→ 待办任务:
重写下面的整个列表，把其中的“photo”一律替换为“image”，其他内容一字不改。答案中不要包含图片。
◇ ◇ ◇ ◇
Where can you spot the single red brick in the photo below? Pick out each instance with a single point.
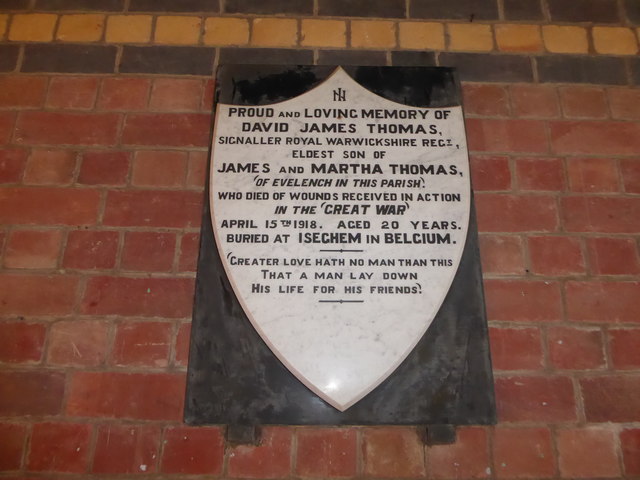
(72, 93)
(392, 452)
(50, 167)
(22, 91)
(41, 128)
(516, 213)
(12, 163)
(534, 101)
(152, 396)
(193, 451)
(601, 214)
(556, 255)
(33, 249)
(148, 251)
(630, 440)
(13, 440)
(78, 342)
(127, 449)
(91, 250)
(159, 169)
(171, 129)
(7, 120)
(490, 172)
(583, 102)
(592, 175)
(21, 342)
(270, 459)
(523, 300)
(142, 344)
(540, 173)
(605, 302)
(189, 248)
(587, 452)
(516, 348)
(489, 135)
(575, 349)
(182, 344)
(487, 100)
(59, 447)
(625, 103)
(467, 458)
(502, 254)
(623, 344)
(613, 256)
(326, 452)
(104, 168)
(630, 170)
(27, 392)
(523, 453)
(55, 294)
(535, 399)
(147, 297)
(595, 138)
(153, 209)
(611, 398)
(48, 206)
(197, 170)
(207, 96)
(128, 94)
(176, 95)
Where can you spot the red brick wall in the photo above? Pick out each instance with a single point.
◇ ◇ ◇ ◇
→ 任务答案:
Where can you spot the single red brick in the image below? Pick out each instance with a single point.
(72, 93)
(392, 452)
(50, 167)
(22, 91)
(41, 128)
(516, 213)
(12, 163)
(534, 101)
(152, 396)
(193, 451)
(601, 214)
(556, 255)
(33, 249)
(148, 251)
(630, 440)
(13, 440)
(78, 342)
(127, 449)
(91, 250)
(159, 169)
(171, 129)
(7, 120)
(490, 172)
(583, 102)
(592, 175)
(21, 342)
(270, 459)
(523, 300)
(142, 344)
(540, 173)
(605, 302)
(189, 248)
(587, 452)
(516, 348)
(489, 135)
(575, 349)
(182, 344)
(487, 100)
(59, 447)
(625, 103)
(467, 458)
(502, 254)
(623, 344)
(613, 256)
(326, 452)
(104, 168)
(630, 170)
(27, 392)
(523, 453)
(55, 294)
(535, 399)
(147, 297)
(595, 138)
(153, 209)
(611, 398)
(48, 206)
(197, 170)
(207, 96)
(128, 94)
(176, 95)
Where can you spot the red brick wall in the image above? Pick out each instance with a single point.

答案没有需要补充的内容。